(Saved entries)
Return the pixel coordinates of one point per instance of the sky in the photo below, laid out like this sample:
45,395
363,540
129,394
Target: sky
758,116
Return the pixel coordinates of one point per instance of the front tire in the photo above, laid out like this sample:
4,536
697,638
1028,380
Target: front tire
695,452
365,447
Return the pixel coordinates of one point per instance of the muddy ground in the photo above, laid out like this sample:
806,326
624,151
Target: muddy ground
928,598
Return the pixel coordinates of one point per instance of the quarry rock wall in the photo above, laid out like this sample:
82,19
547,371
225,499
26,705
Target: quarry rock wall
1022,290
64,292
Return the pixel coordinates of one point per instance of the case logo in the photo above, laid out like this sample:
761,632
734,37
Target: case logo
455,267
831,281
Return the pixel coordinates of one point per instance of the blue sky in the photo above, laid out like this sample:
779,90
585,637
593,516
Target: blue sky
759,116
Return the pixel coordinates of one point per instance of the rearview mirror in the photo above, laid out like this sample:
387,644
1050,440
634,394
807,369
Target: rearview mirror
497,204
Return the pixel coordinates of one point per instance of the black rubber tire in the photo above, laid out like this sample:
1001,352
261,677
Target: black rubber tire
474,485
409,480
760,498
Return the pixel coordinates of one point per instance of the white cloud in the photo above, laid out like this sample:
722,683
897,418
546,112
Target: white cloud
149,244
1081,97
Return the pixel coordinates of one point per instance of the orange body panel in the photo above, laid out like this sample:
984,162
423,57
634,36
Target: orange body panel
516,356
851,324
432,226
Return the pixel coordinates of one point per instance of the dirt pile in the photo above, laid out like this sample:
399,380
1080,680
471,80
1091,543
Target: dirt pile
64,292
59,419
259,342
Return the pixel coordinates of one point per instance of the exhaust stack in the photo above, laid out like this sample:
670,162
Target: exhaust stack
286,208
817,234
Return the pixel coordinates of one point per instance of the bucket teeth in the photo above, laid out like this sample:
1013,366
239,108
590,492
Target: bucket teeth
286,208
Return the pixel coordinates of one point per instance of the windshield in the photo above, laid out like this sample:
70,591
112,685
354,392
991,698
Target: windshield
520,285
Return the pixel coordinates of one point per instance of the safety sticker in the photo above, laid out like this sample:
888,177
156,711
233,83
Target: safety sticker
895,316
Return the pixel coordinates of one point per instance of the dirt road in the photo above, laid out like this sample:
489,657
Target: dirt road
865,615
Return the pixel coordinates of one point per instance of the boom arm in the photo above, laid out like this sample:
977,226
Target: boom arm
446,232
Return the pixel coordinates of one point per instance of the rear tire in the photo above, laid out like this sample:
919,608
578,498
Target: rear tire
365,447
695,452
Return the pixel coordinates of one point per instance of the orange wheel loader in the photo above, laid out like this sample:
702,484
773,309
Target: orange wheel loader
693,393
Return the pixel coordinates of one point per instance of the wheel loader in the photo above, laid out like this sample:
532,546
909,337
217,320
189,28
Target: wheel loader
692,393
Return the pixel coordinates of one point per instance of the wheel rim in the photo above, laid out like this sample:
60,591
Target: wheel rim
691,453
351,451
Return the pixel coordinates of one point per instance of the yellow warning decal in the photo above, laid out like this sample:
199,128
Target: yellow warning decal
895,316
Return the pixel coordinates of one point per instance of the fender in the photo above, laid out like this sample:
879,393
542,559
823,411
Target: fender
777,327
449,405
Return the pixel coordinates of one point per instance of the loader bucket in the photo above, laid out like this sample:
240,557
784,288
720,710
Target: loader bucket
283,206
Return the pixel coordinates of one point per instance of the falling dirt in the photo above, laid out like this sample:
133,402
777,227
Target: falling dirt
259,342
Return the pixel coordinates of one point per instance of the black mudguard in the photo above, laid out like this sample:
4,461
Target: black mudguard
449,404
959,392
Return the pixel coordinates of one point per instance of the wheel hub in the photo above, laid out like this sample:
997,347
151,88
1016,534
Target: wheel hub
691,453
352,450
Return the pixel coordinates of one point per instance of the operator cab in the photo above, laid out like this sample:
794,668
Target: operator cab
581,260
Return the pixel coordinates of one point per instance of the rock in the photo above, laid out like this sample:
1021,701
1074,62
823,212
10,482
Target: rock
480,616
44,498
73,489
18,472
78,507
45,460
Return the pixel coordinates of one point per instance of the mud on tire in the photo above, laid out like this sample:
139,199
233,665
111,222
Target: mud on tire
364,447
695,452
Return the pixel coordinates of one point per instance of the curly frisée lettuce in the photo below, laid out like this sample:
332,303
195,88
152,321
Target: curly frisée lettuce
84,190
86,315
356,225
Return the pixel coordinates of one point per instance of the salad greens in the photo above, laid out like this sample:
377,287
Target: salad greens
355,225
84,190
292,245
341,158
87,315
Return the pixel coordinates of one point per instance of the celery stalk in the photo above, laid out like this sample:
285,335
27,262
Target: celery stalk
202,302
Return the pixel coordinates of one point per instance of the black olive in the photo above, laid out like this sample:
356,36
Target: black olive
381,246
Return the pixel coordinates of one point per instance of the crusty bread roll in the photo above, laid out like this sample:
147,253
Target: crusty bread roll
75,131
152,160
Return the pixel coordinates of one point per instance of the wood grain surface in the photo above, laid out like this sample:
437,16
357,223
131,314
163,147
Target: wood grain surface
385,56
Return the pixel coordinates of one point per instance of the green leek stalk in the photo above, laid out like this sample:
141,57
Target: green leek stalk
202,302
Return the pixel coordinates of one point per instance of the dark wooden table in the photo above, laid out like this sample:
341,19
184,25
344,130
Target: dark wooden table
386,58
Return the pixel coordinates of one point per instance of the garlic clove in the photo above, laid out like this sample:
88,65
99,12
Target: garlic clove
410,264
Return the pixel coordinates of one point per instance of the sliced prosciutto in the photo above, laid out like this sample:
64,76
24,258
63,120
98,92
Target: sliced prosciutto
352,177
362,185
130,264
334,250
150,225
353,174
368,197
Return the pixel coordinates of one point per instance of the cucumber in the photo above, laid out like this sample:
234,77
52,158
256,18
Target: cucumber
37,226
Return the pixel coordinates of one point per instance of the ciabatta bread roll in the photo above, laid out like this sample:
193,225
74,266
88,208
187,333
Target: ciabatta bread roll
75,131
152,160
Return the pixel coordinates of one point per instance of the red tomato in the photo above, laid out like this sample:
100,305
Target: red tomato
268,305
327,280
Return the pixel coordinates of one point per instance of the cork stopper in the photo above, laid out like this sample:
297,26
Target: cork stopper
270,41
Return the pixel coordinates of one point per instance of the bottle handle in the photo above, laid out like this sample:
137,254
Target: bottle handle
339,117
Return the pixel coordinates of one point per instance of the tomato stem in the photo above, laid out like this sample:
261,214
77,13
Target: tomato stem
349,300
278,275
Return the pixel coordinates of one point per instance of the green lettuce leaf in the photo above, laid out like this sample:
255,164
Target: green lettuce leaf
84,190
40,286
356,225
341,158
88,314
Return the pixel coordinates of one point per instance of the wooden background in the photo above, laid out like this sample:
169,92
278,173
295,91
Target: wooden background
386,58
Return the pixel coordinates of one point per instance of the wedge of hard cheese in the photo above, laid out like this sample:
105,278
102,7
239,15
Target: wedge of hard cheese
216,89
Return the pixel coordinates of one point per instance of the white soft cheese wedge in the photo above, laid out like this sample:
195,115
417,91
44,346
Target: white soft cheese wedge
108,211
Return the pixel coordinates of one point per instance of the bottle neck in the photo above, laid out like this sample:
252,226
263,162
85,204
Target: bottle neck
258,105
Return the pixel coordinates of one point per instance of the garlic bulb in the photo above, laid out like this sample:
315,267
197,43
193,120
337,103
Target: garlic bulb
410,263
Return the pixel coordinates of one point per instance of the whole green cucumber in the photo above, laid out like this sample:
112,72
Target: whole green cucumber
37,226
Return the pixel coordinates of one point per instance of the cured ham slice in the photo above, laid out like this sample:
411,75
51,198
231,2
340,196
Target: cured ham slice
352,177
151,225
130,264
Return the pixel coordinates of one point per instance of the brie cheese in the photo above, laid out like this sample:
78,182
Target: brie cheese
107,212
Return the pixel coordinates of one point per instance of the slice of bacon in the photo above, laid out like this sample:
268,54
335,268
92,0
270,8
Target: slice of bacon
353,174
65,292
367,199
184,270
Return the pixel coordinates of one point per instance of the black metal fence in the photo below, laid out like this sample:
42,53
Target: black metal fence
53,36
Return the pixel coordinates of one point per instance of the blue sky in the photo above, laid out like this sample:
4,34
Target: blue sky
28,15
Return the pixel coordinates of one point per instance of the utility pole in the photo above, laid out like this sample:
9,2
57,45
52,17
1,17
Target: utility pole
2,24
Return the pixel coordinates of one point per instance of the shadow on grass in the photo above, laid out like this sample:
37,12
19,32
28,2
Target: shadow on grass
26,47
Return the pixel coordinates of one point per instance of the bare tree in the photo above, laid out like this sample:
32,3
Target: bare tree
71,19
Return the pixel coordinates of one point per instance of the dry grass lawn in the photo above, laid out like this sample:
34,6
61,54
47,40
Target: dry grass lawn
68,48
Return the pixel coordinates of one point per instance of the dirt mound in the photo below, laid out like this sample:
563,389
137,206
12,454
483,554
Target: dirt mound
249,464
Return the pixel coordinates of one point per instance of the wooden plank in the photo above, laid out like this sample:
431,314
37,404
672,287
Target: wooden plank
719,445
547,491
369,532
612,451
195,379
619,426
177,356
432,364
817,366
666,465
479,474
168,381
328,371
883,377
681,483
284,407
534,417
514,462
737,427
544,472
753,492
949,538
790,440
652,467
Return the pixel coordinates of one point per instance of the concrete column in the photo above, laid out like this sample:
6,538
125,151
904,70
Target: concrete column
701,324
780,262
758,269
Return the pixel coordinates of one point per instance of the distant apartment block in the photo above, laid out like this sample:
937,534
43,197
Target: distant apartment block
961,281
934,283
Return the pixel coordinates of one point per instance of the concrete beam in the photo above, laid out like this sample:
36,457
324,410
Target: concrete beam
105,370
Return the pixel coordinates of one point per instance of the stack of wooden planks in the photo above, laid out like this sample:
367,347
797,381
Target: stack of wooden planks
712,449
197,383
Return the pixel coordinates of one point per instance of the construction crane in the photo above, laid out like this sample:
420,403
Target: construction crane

■ **PROBLEM DETAILS**: State how many lines of the records above hold the word "crane", adding nothing beyond the number.

■ **RESULT**: 2